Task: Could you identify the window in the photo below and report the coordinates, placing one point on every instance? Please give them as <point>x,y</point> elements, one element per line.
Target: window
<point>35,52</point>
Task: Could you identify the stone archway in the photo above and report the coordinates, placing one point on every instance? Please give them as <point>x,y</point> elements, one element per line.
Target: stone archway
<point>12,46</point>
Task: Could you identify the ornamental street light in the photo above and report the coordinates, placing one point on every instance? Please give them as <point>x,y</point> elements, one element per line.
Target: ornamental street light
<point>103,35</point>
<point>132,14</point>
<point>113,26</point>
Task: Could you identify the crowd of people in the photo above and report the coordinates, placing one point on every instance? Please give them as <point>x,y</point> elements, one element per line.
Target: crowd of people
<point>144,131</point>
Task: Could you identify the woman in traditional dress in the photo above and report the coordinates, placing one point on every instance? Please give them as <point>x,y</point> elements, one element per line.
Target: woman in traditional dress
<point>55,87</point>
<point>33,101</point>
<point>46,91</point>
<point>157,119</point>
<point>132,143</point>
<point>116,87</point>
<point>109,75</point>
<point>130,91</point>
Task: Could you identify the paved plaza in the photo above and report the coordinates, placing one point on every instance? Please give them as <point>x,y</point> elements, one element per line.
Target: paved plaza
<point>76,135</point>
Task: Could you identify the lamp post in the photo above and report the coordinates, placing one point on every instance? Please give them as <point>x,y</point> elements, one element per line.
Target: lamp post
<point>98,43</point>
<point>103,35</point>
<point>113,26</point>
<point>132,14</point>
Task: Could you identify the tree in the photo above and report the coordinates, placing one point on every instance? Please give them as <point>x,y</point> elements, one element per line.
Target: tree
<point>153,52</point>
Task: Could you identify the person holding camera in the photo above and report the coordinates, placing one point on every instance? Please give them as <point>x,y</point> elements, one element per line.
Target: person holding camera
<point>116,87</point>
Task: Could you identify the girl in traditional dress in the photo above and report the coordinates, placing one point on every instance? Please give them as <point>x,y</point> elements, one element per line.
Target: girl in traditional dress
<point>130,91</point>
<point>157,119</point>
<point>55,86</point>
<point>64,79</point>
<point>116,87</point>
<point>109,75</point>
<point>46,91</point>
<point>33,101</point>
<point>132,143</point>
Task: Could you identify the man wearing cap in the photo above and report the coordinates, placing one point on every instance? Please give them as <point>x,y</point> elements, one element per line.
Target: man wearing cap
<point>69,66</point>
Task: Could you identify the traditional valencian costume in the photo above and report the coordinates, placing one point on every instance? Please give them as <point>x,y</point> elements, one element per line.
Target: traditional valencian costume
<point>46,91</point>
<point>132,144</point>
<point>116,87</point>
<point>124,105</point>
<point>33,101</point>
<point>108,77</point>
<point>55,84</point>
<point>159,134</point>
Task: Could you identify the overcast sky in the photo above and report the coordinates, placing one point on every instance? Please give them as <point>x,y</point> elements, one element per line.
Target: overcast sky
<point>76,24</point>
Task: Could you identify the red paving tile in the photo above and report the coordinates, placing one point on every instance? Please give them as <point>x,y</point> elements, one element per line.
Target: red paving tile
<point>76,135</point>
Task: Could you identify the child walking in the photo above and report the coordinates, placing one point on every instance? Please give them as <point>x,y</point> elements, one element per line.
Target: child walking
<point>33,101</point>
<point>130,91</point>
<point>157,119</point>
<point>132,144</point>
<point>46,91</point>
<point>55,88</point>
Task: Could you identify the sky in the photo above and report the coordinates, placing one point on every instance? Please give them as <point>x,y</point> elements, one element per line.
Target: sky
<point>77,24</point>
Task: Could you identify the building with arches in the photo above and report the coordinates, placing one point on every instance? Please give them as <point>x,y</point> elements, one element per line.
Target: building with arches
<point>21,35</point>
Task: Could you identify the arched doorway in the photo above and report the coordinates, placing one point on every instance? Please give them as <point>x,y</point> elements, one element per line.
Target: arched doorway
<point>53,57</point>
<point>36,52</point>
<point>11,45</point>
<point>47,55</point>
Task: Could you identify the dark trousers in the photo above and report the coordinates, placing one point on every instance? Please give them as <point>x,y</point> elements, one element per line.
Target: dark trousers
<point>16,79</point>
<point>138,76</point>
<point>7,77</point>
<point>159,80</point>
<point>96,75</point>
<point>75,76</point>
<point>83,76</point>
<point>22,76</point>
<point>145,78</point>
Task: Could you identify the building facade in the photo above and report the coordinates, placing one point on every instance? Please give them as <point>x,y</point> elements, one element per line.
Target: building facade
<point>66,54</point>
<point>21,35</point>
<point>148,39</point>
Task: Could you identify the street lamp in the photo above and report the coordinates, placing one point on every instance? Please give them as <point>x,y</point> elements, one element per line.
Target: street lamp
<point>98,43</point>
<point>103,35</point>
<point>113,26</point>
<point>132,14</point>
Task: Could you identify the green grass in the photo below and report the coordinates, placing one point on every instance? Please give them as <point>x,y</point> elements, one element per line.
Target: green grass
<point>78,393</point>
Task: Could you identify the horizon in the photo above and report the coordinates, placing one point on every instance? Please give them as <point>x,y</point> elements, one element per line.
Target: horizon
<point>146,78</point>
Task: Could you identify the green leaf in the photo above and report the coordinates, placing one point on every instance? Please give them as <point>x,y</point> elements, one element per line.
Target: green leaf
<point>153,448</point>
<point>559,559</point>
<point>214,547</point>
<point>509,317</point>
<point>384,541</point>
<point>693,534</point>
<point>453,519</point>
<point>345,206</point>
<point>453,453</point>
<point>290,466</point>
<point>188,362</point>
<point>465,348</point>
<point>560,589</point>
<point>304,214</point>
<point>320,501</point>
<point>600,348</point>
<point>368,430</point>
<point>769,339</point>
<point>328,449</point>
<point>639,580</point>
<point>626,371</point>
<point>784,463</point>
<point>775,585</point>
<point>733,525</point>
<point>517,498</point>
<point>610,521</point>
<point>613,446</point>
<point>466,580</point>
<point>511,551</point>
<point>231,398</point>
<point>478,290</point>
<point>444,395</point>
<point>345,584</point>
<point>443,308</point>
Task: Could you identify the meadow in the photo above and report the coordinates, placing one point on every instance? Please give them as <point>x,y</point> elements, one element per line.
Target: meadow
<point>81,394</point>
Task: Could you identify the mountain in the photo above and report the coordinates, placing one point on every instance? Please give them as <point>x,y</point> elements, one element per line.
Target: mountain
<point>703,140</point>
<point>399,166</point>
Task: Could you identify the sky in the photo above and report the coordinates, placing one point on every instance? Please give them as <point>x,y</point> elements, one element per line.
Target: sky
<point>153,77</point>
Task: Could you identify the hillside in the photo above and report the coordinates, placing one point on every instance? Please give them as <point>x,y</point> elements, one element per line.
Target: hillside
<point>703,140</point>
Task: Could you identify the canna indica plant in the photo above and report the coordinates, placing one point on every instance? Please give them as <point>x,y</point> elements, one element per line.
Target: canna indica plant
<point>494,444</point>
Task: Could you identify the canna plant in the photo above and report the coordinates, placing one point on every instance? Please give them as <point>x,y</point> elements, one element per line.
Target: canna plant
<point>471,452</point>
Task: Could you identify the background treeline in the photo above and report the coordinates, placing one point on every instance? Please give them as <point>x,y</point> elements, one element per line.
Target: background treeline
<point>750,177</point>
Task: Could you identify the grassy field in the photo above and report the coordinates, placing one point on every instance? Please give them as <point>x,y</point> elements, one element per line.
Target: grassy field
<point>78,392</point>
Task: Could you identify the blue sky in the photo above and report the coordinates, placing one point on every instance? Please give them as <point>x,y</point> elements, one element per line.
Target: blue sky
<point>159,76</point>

_Try it_
Copy out all of the records shown above exactly.

_Task response_
Task: Could you identify the window in the photo below and report the coordinates, placing one point on every instance? Please give them as <point>x,y</point> elements, one element per line.
Target: window
<point>35,52</point>
Task: Could you identify the stone archway in the photo above and report the coordinates, placing one point on every instance? Please give them as <point>x,y</point> elements, one element per line.
Target: stone archway
<point>12,46</point>
Task: Could you identify the ornamental street light in the photo above and report the coordinates, placing one point on every instance? Please give them as <point>x,y</point> elements, one element per line.
Target: ornamental street light
<point>103,35</point>
<point>132,14</point>
<point>113,26</point>
Task: Could you identify the crowd of people in the photo above and report the coordinates, placing one point on every instance? Please give them as <point>x,y</point> elements, one element per line.
Target: crowd of people
<point>144,131</point>
Task: Could you identify the woman in traditional dress in the photo above and report the coordinates, placing one point on every instance? Please give them as <point>x,y</point> elements, one element per line.
Target: woman in traditional dress
<point>55,87</point>
<point>33,101</point>
<point>46,91</point>
<point>157,119</point>
<point>132,143</point>
<point>116,87</point>
<point>109,75</point>
<point>130,91</point>
Task: Could you identify the paved plaza in the photo above and report the coordinates, placing one point on every instance? Please give them as <point>x,y</point> elements, one element per line.
Target: paved plaza
<point>76,135</point>
Task: Could you identify the lamp post in the photo above and report the coordinates, placing one point on every instance? Please give them as <point>x,y</point> elements, one element per line.
Target: lamp post
<point>98,43</point>
<point>103,35</point>
<point>113,26</point>
<point>132,14</point>
Task: Could you identify the tree in the photo above and report the coordinates, placing one point on every instance? Please give them as <point>x,y</point> elements, one element per line.
Target: tree
<point>153,52</point>
Task: Could you identify the person holding camera in the photo above and report the coordinates, placing one point on every instance? Please give them as <point>x,y</point> elements, one element per line.
Target: person holding camera
<point>116,87</point>
Task: Could you identify the girl in traditional dress in the photo above and report the coordinates, placing one point on every instance? Please give them as <point>x,y</point> elements, one element per line.
Target: girl in traditional dress
<point>130,91</point>
<point>157,119</point>
<point>55,86</point>
<point>64,79</point>
<point>116,87</point>
<point>109,75</point>
<point>46,91</point>
<point>33,101</point>
<point>132,143</point>
Task: Could you identify the man wearing cap in the photo above and report the coordinates, placing one point on every instance? Please give them as <point>x,y</point> elements, one element per line.
Target: man wearing cap
<point>69,66</point>
Task: Could you identify the traditional valencian costume in the photo above and report the coordinates, placing one point on every instance? Please give them as <point>x,y</point> elements, one element per line.
Target: traditional valencian costume
<point>46,91</point>
<point>132,144</point>
<point>116,87</point>
<point>124,105</point>
<point>33,101</point>
<point>108,77</point>
<point>55,84</point>
<point>159,134</point>
Task: Could you identify the overcast sky in the photo above and report the coordinates, placing one point on every instance? Please give them as <point>x,y</point> elements, one element per line.
Target: overcast sky
<point>76,24</point>
Task: Could you identify the red paving tile in the photo above and report the coordinates, placing one point on every instance? Please give them as <point>x,y</point> elements, one element per line.
Target: red paving tile
<point>76,135</point>
Task: Could you identify the child walking in the photo above and report the coordinates, placing one point on every instance? Please give them as <point>x,y</point> elements, one element per line.
Target: child walking
<point>33,101</point>
<point>130,91</point>
<point>157,119</point>
<point>132,144</point>
<point>46,91</point>
<point>55,88</point>
Task: Could you identify the sky in the photo above and report the coordinates, placing one point on every instance? Please give them as <point>x,y</point> elements, one element per line.
Target: sky
<point>77,24</point>
Task: Could you identify the building with arches in the photo above and report the coordinates, placing one point on every instance? Please give them as <point>x,y</point> elements, one element per line.
Target: building with arches
<point>21,35</point>
Task: Could you identify the arched doorway in the photo above and report the coordinates, placing one point on every instance? Please give them as <point>x,y</point> elements, one element per line.
Target: arched doorway
<point>53,57</point>
<point>36,52</point>
<point>11,45</point>
<point>47,55</point>
Task: Could you identify the dark trousers in the photo above and report the coordinates, placing one point on every instance? Please give them as <point>x,y</point> elements, one element per line.
Target: dark trousers
<point>16,79</point>
<point>138,76</point>
<point>7,77</point>
<point>159,80</point>
<point>96,75</point>
<point>75,76</point>
<point>83,76</point>
<point>22,76</point>
<point>145,78</point>
Task: Could you identify the building facade in the photo above and report the coordinates, placing one point on every instance? Please give them as <point>x,y</point> elements, one element per line.
Target: building facade
<point>66,54</point>
<point>21,35</point>
<point>148,39</point>
Task: Could you identify the street lamp in the photo above and report the coordinates, placing one point on every instance? Please give them as <point>x,y</point> elements, one element per line.
Target: street lamp
<point>98,43</point>
<point>103,35</point>
<point>113,26</point>
<point>132,14</point>
Task: Could you identify the green grass in the photo below and report the coordinates, placing one point on every instance? Please give them as <point>x,y</point> elements, one element per line.
Target: green grass
<point>78,393</point>
Task: Could you identify the horizon in the photo above and report the coordinates, placing one point on every instance? Please give them as <point>x,y</point> elements, one element per line.
Target: horizon
<point>146,78</point>
Task: Could you identify the green leaf in the photo above and report the coordinates, placing one point on every instance? Please give them as <point>x,y</point> elements, one element per line.
Target: green leaf
<point>153,448</point>
<point>559,559</point>
<point>214,547</point>
<point>509,317</point>
<point>384,541</point>
<point>693,534</point>
<point>453,519</point>
<point>345,206</point>
<point>453,453</point>
<point>290,466</point>
<point>188,362</point>
<point>465,348</point>
<point>560,589</point>
<point>304,214</point>
<point>320,501</point>
<point>600,348</point>
<point>368,430</point>
<point>769,339</point>
<point>328,449</point>
<point>639,580</point>
<point>626,371</point>
<point>784,463</point>
<point>775,585</point>
<point>733,525</point>
<point>517,498</point>
<point>610,521</point>
<point>613,446</point>
<point>466,580</point>
<point>511,551</point>
<point>231,398</point>
<point>478,290</point>
<point>444,395</point>
<point>345,584</point>
<point>443,308</point>
Task: Could you identify the meadow in the photo above and report the coordinates, placing one point on every instance? Please give them as <point>x,y</point> elements, one element per line.
Target: meadow
<point>81,394</point>
Task: Could you identify the mountain in the photo above and report the coordinates, placing one point on every instance? Please give them as <point>x,y</point> elements, one element per line.
Target: mountain
<point>703,140</point>
<point>399,166</point>
Task: Could you identify the sky in the photo above and report the coordinates, placing one point on every instance? Please give them as <point>x,y</point> elements, one element per line.
Target: sky
<point>153,77</point>
Task: Could you identify the hillside in the photo above and report the coordinates, placing one point on every instance? Please give them as <point>x,y</point> elements, one element per line.
Target: hillside
<point>703,140</point>
Task: Could you identify the canna indica plant in the photo above and report the coordinates, placing one point on every instance? Please give them as <point>x,y</point> elements, one element per line.
Target: canna indica plant
<point>494,444</point>
Task: Could you identify the canna plant in the photo above and report the coordinates, placing one point on every instance? Please give them as <point>x,y</point> elements, one element per line.
Target: canna plant
<point>471,452</point>
Task: Could you identify the background treeline in the photo above and report the coordinates, placing one point on every instance? Please give them as <point>x,y</point> elements, one element per line.
Target: background treeline
<point>750,177</point>
Task: Could you identify the grassy field in the photo above and report the coordinates, placing one point on every instance? Please give them as <point>x,y</point> elements, one element per line.
Target: grassy field
<point>78,392</point>
Task: Could you identify the blue sky in the photo above and report the coordinates, placing one point on every instance? Please give them as <point>x,y</point> elements, one element per line.
Target: blue sky
<point>159,76</point>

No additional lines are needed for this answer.